Mid-century and classic furniture paired with contemporary light fixtures adorns the open spaces with high ceilings and large windows, reminiscent of an industrial past. To preserve the character and honor the history of the place, several elements were restored and replicated in a traditional way, such as the plaster, metalwork, and stair detailing, and the moldings.
In the lobby, a marble bar and marble fireplace—flanked by rosewood Osvaldo Borsani shelving with art books from Assouline and vases of wildflowers—are complemented by pieces from design masters such as Børge Mogensen sofas, Pierre Jeanneret loungers, Philippe Bestenheider Lui 5 chairs (all upholstered with Schumacher velvets, ikats, and linen), a velvet and midnight-blue Milo Baughman sectional, Saarinen Tulip table and Roland Rainer chairs.
In the 171 guest rooms, the visual story continues with tobacco leather professor chairs and herringbone wood floors with Carrara marble subway tiles and walk-in rain showers in the bathrooms.
Timeless with a modern twist, the interior design of Walker Hotel Tribeca subtly intertwines references to the neighborhood’s industrial past, the eclectic community in the present time, and its future evolution. walkerhotels.com
Photographs: Courtesy Of Adrian Gaut And Read Mckendree
Dream Hotels, Music City Nashville
Created by Meyer Davis and located in Music City, USA, Dream Nashville is experiencing a revival.
At the beginning of the 20th century, the famous Printer’s Alley, in Nashville, Tennessee, was home to two prestigious newspapers, 10 print shops, and 13 publishers. During Prohibition, people flocked to the area to drink alcohol illegally while listening to music. Printer’s Alley then became a nightclub and entertainment district, especially in the 1940s.

(Labels for object points):
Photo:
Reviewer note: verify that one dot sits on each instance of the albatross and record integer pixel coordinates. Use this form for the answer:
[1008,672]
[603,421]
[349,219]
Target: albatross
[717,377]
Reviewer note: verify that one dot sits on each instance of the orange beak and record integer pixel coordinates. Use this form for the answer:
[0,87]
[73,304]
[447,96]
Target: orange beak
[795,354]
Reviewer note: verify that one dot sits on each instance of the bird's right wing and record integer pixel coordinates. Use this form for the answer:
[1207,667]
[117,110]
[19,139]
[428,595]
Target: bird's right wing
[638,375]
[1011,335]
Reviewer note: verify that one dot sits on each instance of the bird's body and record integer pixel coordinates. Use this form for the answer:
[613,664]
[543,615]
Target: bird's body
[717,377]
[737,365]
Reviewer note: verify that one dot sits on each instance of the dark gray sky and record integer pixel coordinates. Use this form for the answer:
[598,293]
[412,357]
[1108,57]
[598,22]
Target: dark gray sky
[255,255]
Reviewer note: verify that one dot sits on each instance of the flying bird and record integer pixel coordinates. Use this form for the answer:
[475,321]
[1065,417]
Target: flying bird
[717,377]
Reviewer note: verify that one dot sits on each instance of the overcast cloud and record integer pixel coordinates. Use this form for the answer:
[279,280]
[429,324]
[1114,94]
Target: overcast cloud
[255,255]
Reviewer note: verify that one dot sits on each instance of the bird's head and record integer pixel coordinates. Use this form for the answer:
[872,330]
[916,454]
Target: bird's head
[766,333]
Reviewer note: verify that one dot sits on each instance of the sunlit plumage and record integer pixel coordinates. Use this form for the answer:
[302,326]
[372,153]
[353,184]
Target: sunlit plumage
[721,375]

(Work to complete):
[a] Answer these questions from the hotel design text:
(i) How many guest rooms are there?
(ii) How many print shops did Printer's Alley have at the beginning of the 20th century?
(iii) Who created Dream Nashville?
[b] Please print part of the hotel design text, beginning at the words "Mid-century and classic" and stopping after "and the moldings.".

(Final answers):
[a]
(i) 171
(ii) 10
(iii) Meyer Davis

[b]
Mid-century and classic furniture paired with contemporary light fixtures adorns the open spaces with high ceilings and large windows, reminiscent of an industrial past. To preserve the character and honor the history of the place, several elements were restored and replicated in a traditional way, such as the plaster, metalwork, and stair detailing, and the moldings.